* _Actions to take_:
(A) In the copyright post, rewrite the paragraph that begins "Let's say you've written a best-selling book" as a shorter version that keeps its main facts.
(B) From the copyright post, quote the passage starting with "It simply makes" and going on through "for similar reasons.".

* _Text_:

◇ ◇ ◇ ◇ ◇ ◇ ◇

Could it be that in a case like this, (a corporation vrs a private individual) you need to show that the action was harmfull enough to cause damage, and therefore to do so you need to show that you've taken action to prevent it from happening in the future?
Well, copyright infringement involves its own statutes, and I'm not familiar with them. (My only IP experience at all comes from a series of seminars in law school.) But I'd be seriously shocked if, in order to prevent (via the justice system) the unlawful acts of others, you had to cease your own completely lawful acts.
It simply makes
zero sense, and (contrary to popular opinion) the underlying rationale of common law and statutes usually makes sense.
Let's say you've written a best-selling book, and somebody has taken a copy of it, scanned it, and started printing their own physical copies to sell. There's just no conceivable way that, in order to stop anyone from ever ripping off your book and printing their own copies, you'd have to stop selling your completely legitimate copies. (Among other things, it simply wouldn't work, for hopefully obvious reasons.)
So no, this really isn't a possibility. Nor is joethelawyers similar suggestion about mitigating damages, for similar reasons.
I'm glad you mentioned it, though, because I have a feeling this is what people have it mind when they keep talking about the PDFs being pulling due to "something to do with the case." While it's vaguely possible, through some mechanism I can't figure out, that pulling the PDFs for reasons related to the lawsuits makes sense, your suggestion (and joethelawyers) aren't the reason.

◇ ◇ ◇ ◇ ◇ ◇ ◇

Records excerpted from a collection
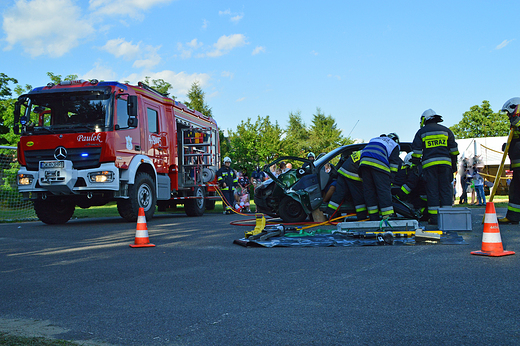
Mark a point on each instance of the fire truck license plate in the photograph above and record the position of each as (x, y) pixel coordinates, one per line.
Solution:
(52, 164)
(52, 174)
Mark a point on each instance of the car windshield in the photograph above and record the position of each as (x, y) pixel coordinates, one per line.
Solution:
(84, 111)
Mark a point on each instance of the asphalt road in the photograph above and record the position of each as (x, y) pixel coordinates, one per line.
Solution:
(82, 281)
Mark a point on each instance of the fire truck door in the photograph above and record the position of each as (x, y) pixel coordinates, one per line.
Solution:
(127, 139)
(157, 145)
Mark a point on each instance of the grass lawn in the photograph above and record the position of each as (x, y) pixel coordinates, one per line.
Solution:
(110, 210)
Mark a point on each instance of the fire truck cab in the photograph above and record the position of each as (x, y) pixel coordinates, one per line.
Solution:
(88, 143)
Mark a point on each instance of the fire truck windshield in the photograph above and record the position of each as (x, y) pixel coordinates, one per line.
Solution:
(79, 111)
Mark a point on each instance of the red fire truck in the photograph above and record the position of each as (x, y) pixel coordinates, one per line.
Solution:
(87, 143)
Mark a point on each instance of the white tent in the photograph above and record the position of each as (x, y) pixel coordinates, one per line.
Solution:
(488, 148)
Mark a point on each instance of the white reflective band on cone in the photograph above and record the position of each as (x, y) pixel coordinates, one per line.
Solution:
(490, 218)
(491, 238)
(141, 234)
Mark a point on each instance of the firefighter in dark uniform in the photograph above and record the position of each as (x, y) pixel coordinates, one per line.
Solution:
(435, 148)
(512, 109)
(378, 164)
(227, 181)
(349, 185)
(408, 186)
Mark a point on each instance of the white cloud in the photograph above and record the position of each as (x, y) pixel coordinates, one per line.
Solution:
(152, 58)
(191, 46)
(227, 74)
(194, 44)
(503, 44)
(45, 27)
(226, 43)
(131, 8)
(121, 48)
(258, 50)
(100, 72)
(235, 17)
(181, 82)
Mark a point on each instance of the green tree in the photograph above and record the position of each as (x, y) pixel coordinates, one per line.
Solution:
(196, 100)
(255, 143)
(6, 110)
(324, 134)
(481, 121)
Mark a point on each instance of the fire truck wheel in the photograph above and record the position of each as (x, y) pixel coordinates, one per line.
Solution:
(141, 194)
(195, 207)
(291, 210)
(54, 211)
(210, 203)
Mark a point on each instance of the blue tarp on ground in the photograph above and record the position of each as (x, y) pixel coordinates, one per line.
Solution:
(342, 239)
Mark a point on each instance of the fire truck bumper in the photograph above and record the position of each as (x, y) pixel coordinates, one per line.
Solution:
(60, 178)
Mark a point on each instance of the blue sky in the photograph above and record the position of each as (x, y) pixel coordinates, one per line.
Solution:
(377, 64)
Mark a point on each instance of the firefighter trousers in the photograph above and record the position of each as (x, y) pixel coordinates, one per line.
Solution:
(348, 189)
(229, 196)
(439, 189)
(377, 192)
(513, 207)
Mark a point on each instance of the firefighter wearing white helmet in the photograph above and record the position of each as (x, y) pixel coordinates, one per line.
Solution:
(512, 109)
(227, 181)
(435, 148)
(408, 186)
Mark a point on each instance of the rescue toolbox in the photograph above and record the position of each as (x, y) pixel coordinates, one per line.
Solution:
(455, 219)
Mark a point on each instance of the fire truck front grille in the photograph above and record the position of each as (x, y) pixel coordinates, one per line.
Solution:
(82, 158)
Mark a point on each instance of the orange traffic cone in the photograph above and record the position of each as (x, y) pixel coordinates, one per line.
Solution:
(141, 233)
(491, 240)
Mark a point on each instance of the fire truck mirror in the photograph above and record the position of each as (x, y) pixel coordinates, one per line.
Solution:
(132, 107)
(132, 122)
(16, 112)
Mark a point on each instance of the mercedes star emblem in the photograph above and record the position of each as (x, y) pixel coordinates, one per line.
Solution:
(60, 153)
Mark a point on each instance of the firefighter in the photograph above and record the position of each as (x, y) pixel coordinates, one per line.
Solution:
(512, 109)
(434, 146)
(349, 186)
(379, 161)
(408, 187)
(227, 181)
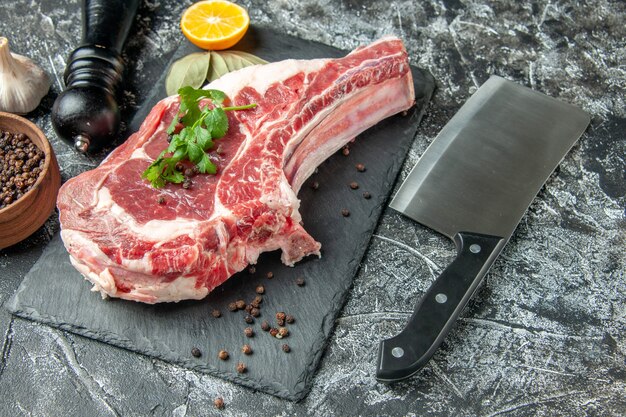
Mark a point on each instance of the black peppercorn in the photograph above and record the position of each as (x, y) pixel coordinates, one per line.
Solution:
(241, 368)
(219, 403)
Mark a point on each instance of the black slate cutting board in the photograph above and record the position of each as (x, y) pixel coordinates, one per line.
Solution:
(54, 293)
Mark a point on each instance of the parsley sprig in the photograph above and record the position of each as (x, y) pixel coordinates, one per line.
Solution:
(201, 126)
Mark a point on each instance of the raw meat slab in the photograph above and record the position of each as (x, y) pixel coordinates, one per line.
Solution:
(53, 292)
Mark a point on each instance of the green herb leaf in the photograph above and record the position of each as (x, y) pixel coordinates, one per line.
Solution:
(190, 70)
(201, 126)
(205, 166)
(218, 121)
(203, 138)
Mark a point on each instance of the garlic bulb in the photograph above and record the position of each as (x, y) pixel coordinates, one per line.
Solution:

◇ ◇ ◇ ◇ ◇ ◇ ◇

* _List of answers_:
(A) Suppose someone scans your best-selling book and prints their own copies to sell. You could not conceivably be required to stop selling your own legitimate copies in order to stop such copying, and doing so wouldn't even work.

(B)
It simply makes
zero sense, and (contrary to popular opinion) the underlying rationale of common law and statutes usually makes sense.
Let's say you've written a best-selling book, and somebody has taken a copy of it, scanned it, and started printing their own physical copies to sell. There's just no conceivable way that, in order to stop anyone from ever ripping off your book and printing their own copies, you'd have to stop selling your completely legitimate copies. (Among other things, it simply wouldn't work, for hopefully obvious reasons.)
So no, this really isn't a possibility. Nor is joethelawyers similar suggestion about mitigating damages, for similar reasons.